_DOCUMENT PASSAGE_
# next time we meet



## burada

'I will give it to you next time we meet'.

Could it be something like 'sonraki buluşacağımız kez'?

Thanks.


----------



## FlyingBird

Next time that we will found each other.


----------



## burada

Sorry, I wanted to know if my Turkish phrase was the most natural way of saying it, or if there is a more common way of expressing 'next time we meet'.


----------



## FlyingBird

burada said:


> Sorry, I wanted to know if my Turkish phrase was the most natural way of saying it, or if there is a more common way of expressing 'next time we meet'.


yes you can use 'karşılaşmak' or 'görüşmek' instead of 'buluşmak'


----------



## FlyingBird

burada said:


> Sorry, I wanted to know if my Turkish phrase was the most natural way of saying it, or if there is a more common way of expressing 'next time we meet'.


İf you want to say 'when we meet' you can say like that:

Karşılaştığımızda


İt's impossible to say 'next time we meet' 

Sonraki buluşacağımız kez
Sonraki buluşacağımız kez ne zaman olacak. (when will be the next time that we will see each other ?)

İ'll tell you something next time we meet=seninle karşılaşınca sana birşey söylerim.

But 'sonraki buluşacağımız kez' mean totally different thing, so it would be wrong to translate it with 'next time we meet'.

i explained as much as i could, my english is not great so it wont allow me to explain in best way.But i hope you understood


----------



## Black4blue

_Bunu sana sonraki buluşmamızda vereceğim.
Bunu sana bir sonraki buluşmamızda vereceğim.
Bunu sana bir dahaki buluşmamızda vereceğim.

_SET EXERCISE A_
Give the stored entries, from the line containing "find the distant person" through the end of the entries, as a two-column CSV with the columns entry and answer. Use one row per entry, put each value in a single quoted field, and turn line breaks into spaces.
The thread and the entries have nothing to do with each other.

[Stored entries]
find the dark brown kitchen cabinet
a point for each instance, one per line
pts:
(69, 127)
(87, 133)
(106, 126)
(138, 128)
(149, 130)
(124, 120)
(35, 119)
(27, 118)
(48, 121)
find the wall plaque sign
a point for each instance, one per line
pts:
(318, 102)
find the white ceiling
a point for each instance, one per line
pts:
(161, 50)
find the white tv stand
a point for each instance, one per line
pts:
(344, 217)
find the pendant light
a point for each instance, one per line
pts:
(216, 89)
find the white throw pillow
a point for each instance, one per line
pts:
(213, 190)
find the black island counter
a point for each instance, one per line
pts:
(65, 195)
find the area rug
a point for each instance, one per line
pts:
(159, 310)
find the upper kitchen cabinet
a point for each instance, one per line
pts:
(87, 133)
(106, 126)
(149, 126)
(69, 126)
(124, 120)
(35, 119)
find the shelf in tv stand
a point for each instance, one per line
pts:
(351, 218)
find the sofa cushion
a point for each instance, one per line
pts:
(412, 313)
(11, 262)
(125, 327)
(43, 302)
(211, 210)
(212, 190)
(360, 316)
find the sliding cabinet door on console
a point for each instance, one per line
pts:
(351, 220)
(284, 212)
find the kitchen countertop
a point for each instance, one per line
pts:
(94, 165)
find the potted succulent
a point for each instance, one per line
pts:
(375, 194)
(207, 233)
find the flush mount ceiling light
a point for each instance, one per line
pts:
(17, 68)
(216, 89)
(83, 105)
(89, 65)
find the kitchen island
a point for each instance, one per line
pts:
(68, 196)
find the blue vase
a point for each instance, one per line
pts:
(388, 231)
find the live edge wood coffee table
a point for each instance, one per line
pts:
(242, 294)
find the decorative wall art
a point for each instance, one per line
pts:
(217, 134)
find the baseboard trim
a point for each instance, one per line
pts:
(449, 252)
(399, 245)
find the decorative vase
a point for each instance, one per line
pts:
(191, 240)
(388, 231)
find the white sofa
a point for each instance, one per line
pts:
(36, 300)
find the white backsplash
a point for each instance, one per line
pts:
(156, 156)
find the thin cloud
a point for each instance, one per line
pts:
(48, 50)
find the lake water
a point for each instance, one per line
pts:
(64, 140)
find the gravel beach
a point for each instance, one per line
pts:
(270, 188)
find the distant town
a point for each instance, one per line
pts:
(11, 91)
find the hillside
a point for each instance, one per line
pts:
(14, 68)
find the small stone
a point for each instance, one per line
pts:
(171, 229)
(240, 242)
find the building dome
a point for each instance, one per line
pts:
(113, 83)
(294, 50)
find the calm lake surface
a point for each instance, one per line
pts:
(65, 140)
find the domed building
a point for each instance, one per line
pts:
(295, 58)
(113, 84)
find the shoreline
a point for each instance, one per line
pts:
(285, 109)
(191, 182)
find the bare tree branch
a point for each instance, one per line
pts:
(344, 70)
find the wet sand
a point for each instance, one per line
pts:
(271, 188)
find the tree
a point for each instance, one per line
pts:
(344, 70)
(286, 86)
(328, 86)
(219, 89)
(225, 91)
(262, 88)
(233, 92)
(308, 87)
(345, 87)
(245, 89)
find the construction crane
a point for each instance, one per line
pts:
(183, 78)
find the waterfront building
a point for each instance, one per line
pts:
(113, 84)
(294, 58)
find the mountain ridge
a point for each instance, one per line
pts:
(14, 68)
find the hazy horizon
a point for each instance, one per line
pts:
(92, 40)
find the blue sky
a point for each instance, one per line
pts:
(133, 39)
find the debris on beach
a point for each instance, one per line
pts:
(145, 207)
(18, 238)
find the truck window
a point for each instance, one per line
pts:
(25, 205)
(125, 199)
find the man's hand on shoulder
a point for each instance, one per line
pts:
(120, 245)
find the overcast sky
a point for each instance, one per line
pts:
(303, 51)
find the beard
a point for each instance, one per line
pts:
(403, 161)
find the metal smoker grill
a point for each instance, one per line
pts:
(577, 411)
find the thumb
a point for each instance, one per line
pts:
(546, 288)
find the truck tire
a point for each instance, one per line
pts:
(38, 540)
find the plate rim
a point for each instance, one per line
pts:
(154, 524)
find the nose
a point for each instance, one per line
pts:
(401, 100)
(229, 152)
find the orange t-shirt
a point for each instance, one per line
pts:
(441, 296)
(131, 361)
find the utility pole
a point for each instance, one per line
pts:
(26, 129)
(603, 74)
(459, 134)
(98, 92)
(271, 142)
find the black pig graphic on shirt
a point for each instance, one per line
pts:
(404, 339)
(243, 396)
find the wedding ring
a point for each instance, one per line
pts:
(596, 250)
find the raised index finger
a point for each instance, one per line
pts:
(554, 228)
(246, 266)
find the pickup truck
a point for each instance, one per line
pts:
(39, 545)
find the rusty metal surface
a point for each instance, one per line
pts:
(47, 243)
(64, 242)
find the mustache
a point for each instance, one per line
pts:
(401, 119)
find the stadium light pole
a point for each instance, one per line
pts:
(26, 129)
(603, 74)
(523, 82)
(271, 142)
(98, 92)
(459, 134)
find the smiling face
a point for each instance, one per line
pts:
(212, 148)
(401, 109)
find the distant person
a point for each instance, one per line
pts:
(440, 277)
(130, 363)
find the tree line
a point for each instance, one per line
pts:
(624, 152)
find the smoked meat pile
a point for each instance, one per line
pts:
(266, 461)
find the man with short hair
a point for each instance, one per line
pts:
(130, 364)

_SET EXERCISE B_
From the thread on saying "next time we meet" in Turkish, quote the stretch from "İf you want" through "each other ?)" word for word.

_TASK SOLUTION A_
entry,answer
"find the distant person a point for each instance, one per line pts:","(440, 277) (130, 363)"
"find the tree line a point for each instance, one per line pts:","(624, 152)"
"find the smoked meat pile a point for each instance, one per line pts:","(266, 461)"
"find the man with short hair a point for each instance, one per line pts:","(130, 364)"

_TASK SOLUTION B_
İf you want to say 'when we meet' you can say like that:

Karşılaştığımızda


İt's impossible to say 'next time we meet' 

Sonraki buluşacağımız kez
Sonraki buluşacağımız kez ne zaman olacak. (when will be the next time that we will see each other ?)